[REQUIRED ACTION 1] From the forum post, quote the stretch from "If you made" through "at 04:29 AM.".
[REQUIRED ACTION 2] In the forum post, at what age was the writer diagnosed with high-functioning autism?

[TEXT EXCERPT]
# # # #

Toribash
"Today I" began my studies for CompTIA A+, and it feels awesome.

It's the reason I went inactive for a couple weeks to move home - I actually have moved into my family home to alleviate life-burdens like rent and bills to allow me to do this.

When I was younger I worked in the service industry, moved to alaska to pursue technical skills, have worked as a technician of some sort or other for 6 years, specifically as an automotive mechanic for ~5 of those.

But there's a few problems with that industry.
1) very detrimental to one's health in several ways, that I won't bother listing. Every middle aged mechanic I know looks 10-20 years older than they are.
2) fossil fuels are killing the planet, and I've never actually been a car guy, just kinda fell into it
3) in america, where I live now, wage stagnation is a major issue, but particularly in manual labour jobs, even highly skilled ones like automotive mechanics. Wages have barely increased since 2002, while of course inflation has steadily continued. The vast majority of technicians in manual labor industries, especially those unprotected by *good* unions (many unions have become an arm of corporate management due to that basest of human emotions, greed; I definitely invite anyone interested in socialism to visit wsws[dot]org ) suffer from lack of wages and lack of benefits, particularly healthcare... lol fuckin 'murica, why wasn't I born half Finnish or something heh

I've been a computer hobbyist for most of my life, been building my own rigs since I was 12, and I've always dreamed of pursuing this, but often felt too bogged down by pessimism and poverty to pick up my testicles and go for it.

TL; DR: "today I" finally began the processes of changing my life trajectory for the better, to pull myself out of poverty.

As someone who has fucked up their life for the majority of it, as someone who has suffered from previously undiagnosed mental illnesses (diagnosed with high-functioning autism this year at age 28, along with a few other things including chronic depression), as someone who was born and raised in Peckham (if you're familiar with london that says a lot)... it feels too fucking brilliant to adequately describe.

If you made it thru all of that, thanks and congrats, luv ya ; ) <3...... Oh and hey, this was my 200th post on the TB forums, how about that for luck
Last edited by DrGonz; Oct 6, 2019 at 04:29 AM.

# # # #

Phrase grounding data
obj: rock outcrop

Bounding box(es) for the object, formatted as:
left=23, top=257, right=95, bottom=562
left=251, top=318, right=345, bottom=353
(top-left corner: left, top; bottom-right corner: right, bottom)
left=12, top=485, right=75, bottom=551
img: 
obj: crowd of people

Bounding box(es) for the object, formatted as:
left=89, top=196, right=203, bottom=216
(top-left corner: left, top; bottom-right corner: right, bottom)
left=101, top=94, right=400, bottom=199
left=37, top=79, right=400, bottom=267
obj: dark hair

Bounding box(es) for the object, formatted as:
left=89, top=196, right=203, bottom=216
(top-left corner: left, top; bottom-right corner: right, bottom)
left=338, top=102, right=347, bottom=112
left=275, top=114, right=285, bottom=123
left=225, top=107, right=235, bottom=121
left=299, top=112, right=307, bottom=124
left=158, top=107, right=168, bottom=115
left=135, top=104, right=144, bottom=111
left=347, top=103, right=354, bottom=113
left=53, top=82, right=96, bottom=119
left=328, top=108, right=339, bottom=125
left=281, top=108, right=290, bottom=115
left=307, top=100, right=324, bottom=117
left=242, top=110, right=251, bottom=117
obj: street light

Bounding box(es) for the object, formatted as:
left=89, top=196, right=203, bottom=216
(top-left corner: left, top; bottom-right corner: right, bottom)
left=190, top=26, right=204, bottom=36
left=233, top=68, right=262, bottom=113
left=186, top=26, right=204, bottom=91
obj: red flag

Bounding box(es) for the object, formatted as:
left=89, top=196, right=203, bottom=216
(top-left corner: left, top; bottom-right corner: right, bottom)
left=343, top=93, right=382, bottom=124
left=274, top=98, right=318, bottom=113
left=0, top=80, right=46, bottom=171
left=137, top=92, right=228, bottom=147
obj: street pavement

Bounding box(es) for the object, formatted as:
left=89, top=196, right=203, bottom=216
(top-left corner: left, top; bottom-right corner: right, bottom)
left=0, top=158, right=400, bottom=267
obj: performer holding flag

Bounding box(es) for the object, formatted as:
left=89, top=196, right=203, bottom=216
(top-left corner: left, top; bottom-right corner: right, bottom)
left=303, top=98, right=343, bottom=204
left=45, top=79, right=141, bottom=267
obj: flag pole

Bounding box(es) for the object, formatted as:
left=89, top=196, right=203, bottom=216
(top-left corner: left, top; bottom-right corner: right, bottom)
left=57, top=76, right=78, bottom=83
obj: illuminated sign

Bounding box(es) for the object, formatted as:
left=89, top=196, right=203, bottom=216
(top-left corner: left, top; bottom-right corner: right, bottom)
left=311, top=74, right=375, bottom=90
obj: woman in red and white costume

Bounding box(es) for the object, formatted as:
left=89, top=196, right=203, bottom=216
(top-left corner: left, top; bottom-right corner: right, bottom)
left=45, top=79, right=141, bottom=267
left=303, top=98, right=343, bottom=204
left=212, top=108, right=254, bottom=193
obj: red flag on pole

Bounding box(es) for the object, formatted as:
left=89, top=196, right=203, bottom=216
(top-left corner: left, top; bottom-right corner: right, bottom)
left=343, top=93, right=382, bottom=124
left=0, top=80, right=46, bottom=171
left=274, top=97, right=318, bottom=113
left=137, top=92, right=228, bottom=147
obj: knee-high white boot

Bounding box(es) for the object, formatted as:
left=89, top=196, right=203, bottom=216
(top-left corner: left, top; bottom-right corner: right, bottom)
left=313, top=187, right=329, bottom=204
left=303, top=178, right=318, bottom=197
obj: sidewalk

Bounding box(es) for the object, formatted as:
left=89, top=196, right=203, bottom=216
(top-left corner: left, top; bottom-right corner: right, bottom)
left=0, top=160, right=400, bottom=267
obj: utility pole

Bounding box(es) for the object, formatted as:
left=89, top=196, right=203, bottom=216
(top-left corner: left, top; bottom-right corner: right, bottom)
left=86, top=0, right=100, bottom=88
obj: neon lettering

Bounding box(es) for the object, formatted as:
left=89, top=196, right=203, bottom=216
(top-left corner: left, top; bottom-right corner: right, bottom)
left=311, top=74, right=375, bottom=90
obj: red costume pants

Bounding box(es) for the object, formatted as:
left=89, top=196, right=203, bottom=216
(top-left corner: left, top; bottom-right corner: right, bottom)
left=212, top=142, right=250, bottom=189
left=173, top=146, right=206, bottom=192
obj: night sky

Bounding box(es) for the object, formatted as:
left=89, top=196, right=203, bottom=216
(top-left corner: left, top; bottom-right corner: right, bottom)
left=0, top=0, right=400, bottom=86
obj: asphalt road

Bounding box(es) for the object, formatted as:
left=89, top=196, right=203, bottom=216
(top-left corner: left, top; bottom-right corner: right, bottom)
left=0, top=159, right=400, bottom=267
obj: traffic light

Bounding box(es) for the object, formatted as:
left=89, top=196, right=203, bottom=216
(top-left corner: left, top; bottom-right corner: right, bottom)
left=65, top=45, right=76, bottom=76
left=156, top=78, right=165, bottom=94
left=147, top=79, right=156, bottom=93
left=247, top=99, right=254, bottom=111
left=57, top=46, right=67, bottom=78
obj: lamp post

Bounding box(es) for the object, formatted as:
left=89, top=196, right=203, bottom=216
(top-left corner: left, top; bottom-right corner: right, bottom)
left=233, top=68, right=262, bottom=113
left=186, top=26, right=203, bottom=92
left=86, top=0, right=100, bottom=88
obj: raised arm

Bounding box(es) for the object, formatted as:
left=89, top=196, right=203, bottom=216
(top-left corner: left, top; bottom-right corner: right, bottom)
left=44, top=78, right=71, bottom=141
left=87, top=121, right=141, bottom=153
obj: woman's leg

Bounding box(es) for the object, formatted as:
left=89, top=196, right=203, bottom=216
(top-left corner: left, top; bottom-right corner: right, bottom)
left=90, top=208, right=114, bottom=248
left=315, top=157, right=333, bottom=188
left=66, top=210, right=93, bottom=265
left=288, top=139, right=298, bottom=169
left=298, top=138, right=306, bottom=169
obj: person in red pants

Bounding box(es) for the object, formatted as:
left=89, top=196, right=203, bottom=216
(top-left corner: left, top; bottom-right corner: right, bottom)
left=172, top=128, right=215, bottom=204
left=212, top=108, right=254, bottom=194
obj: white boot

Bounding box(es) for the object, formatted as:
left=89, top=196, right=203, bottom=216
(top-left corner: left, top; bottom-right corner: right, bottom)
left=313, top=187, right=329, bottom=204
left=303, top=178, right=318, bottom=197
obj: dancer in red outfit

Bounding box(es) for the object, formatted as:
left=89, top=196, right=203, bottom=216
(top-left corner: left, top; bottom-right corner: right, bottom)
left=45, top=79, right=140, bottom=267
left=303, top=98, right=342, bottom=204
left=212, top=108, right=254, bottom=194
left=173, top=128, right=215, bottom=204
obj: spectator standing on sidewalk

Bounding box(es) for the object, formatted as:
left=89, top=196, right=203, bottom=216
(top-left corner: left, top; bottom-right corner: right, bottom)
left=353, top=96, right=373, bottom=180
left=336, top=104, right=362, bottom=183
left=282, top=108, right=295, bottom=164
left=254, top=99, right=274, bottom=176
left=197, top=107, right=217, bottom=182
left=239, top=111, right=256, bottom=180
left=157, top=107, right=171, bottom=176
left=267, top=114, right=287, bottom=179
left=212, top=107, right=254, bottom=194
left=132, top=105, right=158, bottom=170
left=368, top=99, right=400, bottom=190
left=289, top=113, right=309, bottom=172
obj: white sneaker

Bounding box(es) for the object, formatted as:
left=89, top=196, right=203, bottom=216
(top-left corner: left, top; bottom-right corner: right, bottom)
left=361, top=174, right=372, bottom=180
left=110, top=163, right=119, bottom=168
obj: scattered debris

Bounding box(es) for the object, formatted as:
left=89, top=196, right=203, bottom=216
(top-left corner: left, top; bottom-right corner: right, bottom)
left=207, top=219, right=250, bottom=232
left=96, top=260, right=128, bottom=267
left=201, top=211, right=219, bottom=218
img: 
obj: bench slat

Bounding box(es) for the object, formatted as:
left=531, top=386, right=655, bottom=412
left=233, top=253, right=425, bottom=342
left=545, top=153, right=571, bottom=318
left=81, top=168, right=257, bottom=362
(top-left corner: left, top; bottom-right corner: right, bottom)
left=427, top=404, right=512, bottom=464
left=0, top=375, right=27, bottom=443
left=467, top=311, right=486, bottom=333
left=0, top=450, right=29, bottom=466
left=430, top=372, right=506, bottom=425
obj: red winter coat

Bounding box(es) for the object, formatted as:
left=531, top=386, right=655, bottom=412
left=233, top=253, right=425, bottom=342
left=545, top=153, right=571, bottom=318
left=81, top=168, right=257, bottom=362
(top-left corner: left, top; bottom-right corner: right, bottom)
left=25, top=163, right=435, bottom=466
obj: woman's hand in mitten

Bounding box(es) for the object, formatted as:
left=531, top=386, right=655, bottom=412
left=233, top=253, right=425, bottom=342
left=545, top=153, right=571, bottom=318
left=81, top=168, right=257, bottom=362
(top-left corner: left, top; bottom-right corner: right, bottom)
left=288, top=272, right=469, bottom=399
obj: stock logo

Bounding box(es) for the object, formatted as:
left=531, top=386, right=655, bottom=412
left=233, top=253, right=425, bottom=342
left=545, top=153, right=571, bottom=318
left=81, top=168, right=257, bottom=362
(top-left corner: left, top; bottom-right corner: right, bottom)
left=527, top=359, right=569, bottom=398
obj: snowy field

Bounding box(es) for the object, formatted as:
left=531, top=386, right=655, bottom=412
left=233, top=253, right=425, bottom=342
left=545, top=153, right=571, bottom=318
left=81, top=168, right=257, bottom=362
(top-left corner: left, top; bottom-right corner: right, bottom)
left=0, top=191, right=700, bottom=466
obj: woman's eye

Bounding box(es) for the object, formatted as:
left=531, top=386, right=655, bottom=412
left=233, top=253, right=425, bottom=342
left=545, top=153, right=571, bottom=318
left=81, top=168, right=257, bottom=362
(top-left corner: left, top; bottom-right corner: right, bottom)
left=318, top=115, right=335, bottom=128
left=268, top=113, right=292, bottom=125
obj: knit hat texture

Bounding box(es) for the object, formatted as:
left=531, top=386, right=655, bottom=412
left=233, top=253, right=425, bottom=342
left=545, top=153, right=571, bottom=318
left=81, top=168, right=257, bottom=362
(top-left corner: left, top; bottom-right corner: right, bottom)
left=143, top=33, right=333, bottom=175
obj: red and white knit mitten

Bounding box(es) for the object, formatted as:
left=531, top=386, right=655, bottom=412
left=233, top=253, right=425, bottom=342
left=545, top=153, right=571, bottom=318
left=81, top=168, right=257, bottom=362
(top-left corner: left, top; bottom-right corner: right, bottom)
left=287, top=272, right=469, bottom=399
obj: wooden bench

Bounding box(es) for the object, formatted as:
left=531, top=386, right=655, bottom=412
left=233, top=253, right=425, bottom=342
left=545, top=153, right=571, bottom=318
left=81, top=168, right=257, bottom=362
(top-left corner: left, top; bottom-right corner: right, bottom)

# # # #

[SOLUTION 1]
If you made it thru all of that, thanks and congrats, luv ya ; ) <3...... Oh and hey, this was my 200th post on the TB forums, how about that for luck
Last edited by DrGonz; Oct 6, 2019 at 04:29 AM.

[SOLUTION 2] At age 28.